TASK MATERIAL below:
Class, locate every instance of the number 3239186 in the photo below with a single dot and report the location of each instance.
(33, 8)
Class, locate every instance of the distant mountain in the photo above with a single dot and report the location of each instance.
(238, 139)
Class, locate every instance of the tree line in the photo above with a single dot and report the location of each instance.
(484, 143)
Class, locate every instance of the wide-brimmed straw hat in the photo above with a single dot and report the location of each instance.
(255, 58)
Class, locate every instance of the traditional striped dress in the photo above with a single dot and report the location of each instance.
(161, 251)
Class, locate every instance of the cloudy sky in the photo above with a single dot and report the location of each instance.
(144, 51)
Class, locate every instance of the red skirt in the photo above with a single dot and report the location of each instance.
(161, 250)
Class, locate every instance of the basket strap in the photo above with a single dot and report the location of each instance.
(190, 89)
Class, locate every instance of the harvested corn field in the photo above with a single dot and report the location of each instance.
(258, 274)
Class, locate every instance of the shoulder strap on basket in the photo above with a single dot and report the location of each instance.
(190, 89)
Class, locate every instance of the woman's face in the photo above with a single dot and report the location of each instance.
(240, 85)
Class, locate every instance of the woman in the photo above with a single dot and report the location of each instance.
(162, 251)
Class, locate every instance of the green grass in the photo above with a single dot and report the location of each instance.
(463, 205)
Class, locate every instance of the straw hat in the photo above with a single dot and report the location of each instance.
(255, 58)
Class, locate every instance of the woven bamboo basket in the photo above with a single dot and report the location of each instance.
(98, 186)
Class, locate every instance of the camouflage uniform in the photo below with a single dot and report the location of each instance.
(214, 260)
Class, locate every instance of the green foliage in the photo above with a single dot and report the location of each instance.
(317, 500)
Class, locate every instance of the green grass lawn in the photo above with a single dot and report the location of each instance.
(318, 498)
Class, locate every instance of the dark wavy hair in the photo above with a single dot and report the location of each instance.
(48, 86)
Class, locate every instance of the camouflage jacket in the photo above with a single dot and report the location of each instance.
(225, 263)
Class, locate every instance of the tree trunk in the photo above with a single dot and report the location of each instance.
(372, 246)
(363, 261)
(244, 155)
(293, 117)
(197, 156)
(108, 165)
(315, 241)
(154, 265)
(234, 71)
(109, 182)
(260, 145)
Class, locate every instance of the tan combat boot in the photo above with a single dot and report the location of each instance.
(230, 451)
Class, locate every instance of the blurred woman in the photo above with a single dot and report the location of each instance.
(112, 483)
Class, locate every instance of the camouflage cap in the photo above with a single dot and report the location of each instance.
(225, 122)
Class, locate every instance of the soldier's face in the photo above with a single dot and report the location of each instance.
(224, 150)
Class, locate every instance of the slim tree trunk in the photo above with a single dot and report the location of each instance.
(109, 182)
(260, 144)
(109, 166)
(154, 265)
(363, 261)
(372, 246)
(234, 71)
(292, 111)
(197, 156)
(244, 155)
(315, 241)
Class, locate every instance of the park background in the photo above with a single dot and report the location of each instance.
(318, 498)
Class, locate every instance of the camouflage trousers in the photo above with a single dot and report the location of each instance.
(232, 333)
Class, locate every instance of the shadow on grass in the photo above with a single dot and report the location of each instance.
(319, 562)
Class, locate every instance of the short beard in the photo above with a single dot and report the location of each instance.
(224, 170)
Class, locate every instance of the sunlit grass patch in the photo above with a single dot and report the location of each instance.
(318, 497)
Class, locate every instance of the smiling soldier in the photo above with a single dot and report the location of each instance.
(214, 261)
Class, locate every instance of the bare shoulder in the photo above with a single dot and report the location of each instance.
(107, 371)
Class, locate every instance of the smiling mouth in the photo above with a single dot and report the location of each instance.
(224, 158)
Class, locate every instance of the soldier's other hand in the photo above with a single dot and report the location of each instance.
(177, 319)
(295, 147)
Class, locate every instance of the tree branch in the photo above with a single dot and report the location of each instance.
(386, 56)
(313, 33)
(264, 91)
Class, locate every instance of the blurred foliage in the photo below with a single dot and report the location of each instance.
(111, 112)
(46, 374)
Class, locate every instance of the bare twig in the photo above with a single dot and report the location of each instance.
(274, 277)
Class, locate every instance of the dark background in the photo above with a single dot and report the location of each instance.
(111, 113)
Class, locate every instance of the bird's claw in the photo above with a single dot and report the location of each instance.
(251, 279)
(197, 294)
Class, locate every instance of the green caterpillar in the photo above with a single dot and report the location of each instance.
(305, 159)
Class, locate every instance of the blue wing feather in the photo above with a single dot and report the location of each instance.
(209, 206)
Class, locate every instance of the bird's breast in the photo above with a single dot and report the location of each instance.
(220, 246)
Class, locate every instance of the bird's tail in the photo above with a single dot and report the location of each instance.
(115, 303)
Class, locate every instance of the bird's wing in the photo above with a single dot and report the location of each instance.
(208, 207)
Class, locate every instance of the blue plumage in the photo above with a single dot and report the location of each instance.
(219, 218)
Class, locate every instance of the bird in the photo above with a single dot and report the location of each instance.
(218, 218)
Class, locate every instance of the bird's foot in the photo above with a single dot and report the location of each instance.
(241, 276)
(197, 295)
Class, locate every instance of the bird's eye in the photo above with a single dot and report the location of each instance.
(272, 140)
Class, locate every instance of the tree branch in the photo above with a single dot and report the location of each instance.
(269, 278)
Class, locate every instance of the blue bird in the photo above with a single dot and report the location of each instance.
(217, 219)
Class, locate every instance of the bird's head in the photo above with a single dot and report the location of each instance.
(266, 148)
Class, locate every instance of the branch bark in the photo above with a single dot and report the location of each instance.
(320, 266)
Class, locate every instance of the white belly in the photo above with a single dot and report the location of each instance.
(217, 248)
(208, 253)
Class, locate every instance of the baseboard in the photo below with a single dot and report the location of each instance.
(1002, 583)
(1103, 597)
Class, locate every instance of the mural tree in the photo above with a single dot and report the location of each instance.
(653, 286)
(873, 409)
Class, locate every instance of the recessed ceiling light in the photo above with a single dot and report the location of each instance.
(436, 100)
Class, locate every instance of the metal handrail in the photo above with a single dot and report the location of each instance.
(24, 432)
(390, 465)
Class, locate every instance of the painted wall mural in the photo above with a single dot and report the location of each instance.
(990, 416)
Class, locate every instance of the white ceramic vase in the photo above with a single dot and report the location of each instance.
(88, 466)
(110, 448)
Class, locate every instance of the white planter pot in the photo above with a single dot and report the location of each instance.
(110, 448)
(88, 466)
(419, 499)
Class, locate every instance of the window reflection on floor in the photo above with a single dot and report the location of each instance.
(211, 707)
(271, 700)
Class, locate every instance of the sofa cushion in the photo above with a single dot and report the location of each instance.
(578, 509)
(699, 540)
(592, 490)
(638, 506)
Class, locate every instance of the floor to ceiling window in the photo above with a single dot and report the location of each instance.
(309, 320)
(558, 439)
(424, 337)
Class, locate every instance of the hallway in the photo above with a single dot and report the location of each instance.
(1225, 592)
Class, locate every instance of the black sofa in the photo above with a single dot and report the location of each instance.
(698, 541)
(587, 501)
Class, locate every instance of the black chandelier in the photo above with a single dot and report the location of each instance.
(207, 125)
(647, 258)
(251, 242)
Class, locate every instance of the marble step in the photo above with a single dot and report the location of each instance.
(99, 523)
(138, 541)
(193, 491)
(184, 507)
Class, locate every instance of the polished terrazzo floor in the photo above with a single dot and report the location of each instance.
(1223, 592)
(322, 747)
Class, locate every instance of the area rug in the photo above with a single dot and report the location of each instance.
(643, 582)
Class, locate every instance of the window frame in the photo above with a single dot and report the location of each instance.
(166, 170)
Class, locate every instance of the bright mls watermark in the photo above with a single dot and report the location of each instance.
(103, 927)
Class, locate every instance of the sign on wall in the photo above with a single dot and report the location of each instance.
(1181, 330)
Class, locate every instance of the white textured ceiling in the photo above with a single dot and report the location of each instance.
End of TASK MATERIAL.
*EXERCISE PROMPT*
Repeat every line of the records, exactly as given.

*SOLUTION TO THIS TASK*
Class, locate every instance of the number 3239186 in the photo below with a single dot and report the location of each instance.
(33, 8)
Class, locate every instance of the distant mountain in the photo above with a single dot and report the location of each instance.
(238, 139)
Class, locate every instance of the tree line in the photo above with a single dot and report the location of each instance.
(484, 143)
Class, locate every instance of the wide-brimmed straw hat in the photo above with a single dot and report the location of each instance.
(255, 58)
Class, locate every instance of the traditional striped dress in the photo above with a single dot and report the location of each instance.
(161, 251)
Class, locate every instance of the cloudy sky in the photo above with a single dot and report the location of each instance.
(144, 51)
Class, locate every instance of the red skirt in the photo above with a single dot and report the location of each instance.
(161, 250)
Class, locate every instance of the basket strap in the photo above with a single dot and report the location of each instance.
(190, 89)
Class, locate every instance of the harvested corn field in the photo above with a single dot and report the location of each instance.
(258, 274)
Class, locate every instance of the shoulder strap on basket in the photo above with a single dot and report the location of each instance.
(190, 89)
Class, locate every instance of the woman's face in the photo above with a single dot and report the location of each instance.
(240, 85)
Class, locate every instance of the woman in the photo above with a single dot and report the location of each instance.
(162, 251)
Class, locate every instance of the green grass in the photo above with a single dot and report the location of each instance.
(463, 205)
Class, locate every instance of the straw hat in the photo above with a single dot and report the location of each instance.
(255, 58)
Class, locate every instance of the woven bamboo basket in the photo above with a single dot and report the location of each instance.
(98, 186)
Class, locate every instance of the camouflage uniform in the photo below with a single dot and report the location of each instance.
(214, 260)
Class, locate every instance of the green foliage in the photo above with a single dot and report the location of each instance.
(317, 500)
Class, locate every instance of the green grass lawn in the photo above with a single dot and report the location of each instance.
(318, 498)
Class, locate every instance of the dark wavy hair in the photo above with a single dot and report the location of each instance.
(48, 86)
Class, locate every instance of the camouflage jacket in the photo above with a single dot and report the location of each instance.
(225, 263)
Class, locate every instance of the tree trunk in the photo above with a single dot and report the location of each instance.
(372, 246)
(363, 261)
(244, 155)
(293, 117)
(197, 156)
(108, 165)
(315, 241)
(154, 265)
(234, 71)
(109, 182)
(260, 145)
Class, locate every instance of the tan combat boot in the photo above with a single dot and report the location of each instance.
(230, 451)
Class, locate every instance of the blurred woman in the photo above with a single dot and report the location of each instance.
(112, 483)
Class, locate every instance of the camouflage cap in the photo above with a single dot and report the location of each instance.
(225, 122)
Class, locate every instance of the soldier's face in the photo above with a single dot and report the location of each instance.
(224, 150)
Class, locate every instance of the slim tree trunk in the photo above with a single dot and report the location of each instance.
(109, 182)
(260, 144)
(109, 166)
(154, 265)
(363, 261)
(372, 246)
(234, 71)
(292, 111)
(197, 156)
(244, 155)
(315, 241)
Class, locate every instance of the park background in the photo above with a single dot and report the location of each instance.
(318, 498)
Class, locate every instance of the camouflage trousers in the photo above with a single dot and report the location of each instance.
(232, 333)
Class, locate every instance of the shadow on grass in the photo above with a single dot and report the location of each instance.
(319, 562)
Class, locate every instance of the short beard in the photo above with a single dot and report the location of each instance.
(224, 170)
Class, locate every instance of the sunlit grass patch in the photo above with a single dot and report the location of each instance.
(318, 497)
Class, locate every instance of the smiling soldier in the photo above with a single dot and report the location of each instance.
(214, 261)
Class, locate every instance of the bare shoulder in the photo above with a single dot and report the location of each instance.
(107, 371)
Class, locate every instance of the smiling mouth in the photo above with a single dot and report the location of each instance.
(224, 158)
Class, locate every instance of the soldier's other hand in the photo above with a single dot and report the location of each instance.
(177, 319)
(295, 147)
Class, locate every instance of the tree branch in the photo above with a single dot and report the location of each instance.
(386, 56)
(313, 33)
(264, 91)
Class, locate every instance of the blurred foliage in the photo below with a single dot and report the location of each instance.
(111, 112)
(46, 374)
Class, locate every instance of the bare twig in the photo above with a single dot and report the location of each instance.
(274, 277)
Class, locate every instance of the dark background in the photo above with a single dot and report the location of each instance.
(111, 113)
Class, locate every instance of the bird's claw in the photo above with a single dot and report the location of each instance.
(251, 279)
(197, 294)
Class, locate every instance of the green caterpillar in the photo above with a single dot and report the location of each instance.
(305, 159)
Class, locate every instance of the blue wing feather in the photo above with a single dot and report the location of each instance.
(209, 206)
Class, locate every instance of the bird's breast in the photo above with a single dot and report the location of each instance.
(220, 246)
Class, locate every instance of the bird's tail in the photo above with a single dot and report the location of each instance.
(115, 303)
Class, locate every instance of the bird's wing in the photo above with a single dot and report the location of each instance.
(208, 207)
Class, locate every instance of the blue plumage in the photo above with a single dot and report the location of each instance.
(219, 218)
Class, locate every instance of the bird in the photo above with a single dot and report the location of each instance.
(218, 218)
Class, locate every instance of the bird's foot in the photo above with a single dot and report the location of each instance.
(241, 276)
(197, 295)
Class, locate every instance of the bird's eye in the photo above with a single dot and report the location of each instance.
(272, 140)
Class, locate every instance of the tree branch in the photo above with a single dot and report the location of each instance.
(269, 278)
Class, locate every instance of the blue bird in the photo above with a single dot and report the location of each instance.
(217, 219)
Class, locate every instance of the bird's head in the photo above with a single dot and report the location of each instance.
(266, 148)
Class, locate every instance of the branch bark in the photo above with a single dot and report the location of each instance.
(320, 266)
Class, locate every instance of the white belly in the photo above with a single dot and report the location of each instance.
(217, 248)
(208, 253)
Class, locate every instance of the baseboard in the photo below with a single dot and report the location of each instance.
(1002, 583)
(1103, 597)
Class, locate every instance of the mural tree in the photo above with a single dot and report the location of each instance.
(653, 286)
(873, 409)
Class, locate every instance of the recessed ceiling light in the photo above with a single dot and report the location of each instance.
(436, 100)
Class, locate every instance of the metal handrail in the photo above with a single dot and report the location of each instance.
(24, 432)
(390, 465)
Class, locate every instance of the painted wall mural in the photo above with a single dot and report the location of each instance.
(990, 416)
Class, locate every instance of the white ceramic vase in the photo above with a single dot and report the location of each instance.
(88, 466)
(110, 448)
Class, locate every instance of the white planter pot in the photo above with a single dot and report the location of each instance.
(110, 448)
(88, 466)
(419, 499)
Class, locate every instance of the window reflection on floor in the photo above with a single dot and report the location of each instance.
(211, 707)
(271, 700)
Class, locate every instance of the sofa cushion in the photo above with a single dot and report the location of each instance.
(578, 509)
(699, 540)
(592, 490)
(638, 506)
Class, locate every instance of the floor to ceiling window in the photo above with a single dot and report the location of each instance.
(309, 320)
(558, 439)
(424, 337)
Class, locate every instance of the hallway in the photo above with a single dot and report the location of each instance.
(1225, 592)
Class, locate every instance of the black sofa in the photo above with a single dot and report the location of each instance.
(698, 541)
(587, 501)
Class, locate every instance of the black chandelier in the photo above with a single dot and report the location of each instance.
(207, 125)
(647, 258)
(251, 242)
Class, locate every instance of the marble step in the photo above with a single dot and report the location of each instance.
(99, 523)
(138, 541)
(193, 491)
(184, 507)
Class, locate every instance of the polished terrazzo floor in the photo above with a single dot and report the location of each instance.
(1223, 592)
(322, 747)
Class, locate every instance of the area rug in the photo above with a single dot and report the location of each instance.
(643, 582)
Class, locate every instance of the window frame in the photo above with a single dot and report the location of each instance.
(166, 170)
Class, locate every instance of the bright mls watermark in the photo above with a single dot and report the location of each instance.
(103, 927)
Class, locate every instance of the sign on wall in the photo above with a single dot and report the location of each instance.
(1181, 330)
Class, locate every instance of the white textured ceiling in the photo above with a single dot and report the location of each instance.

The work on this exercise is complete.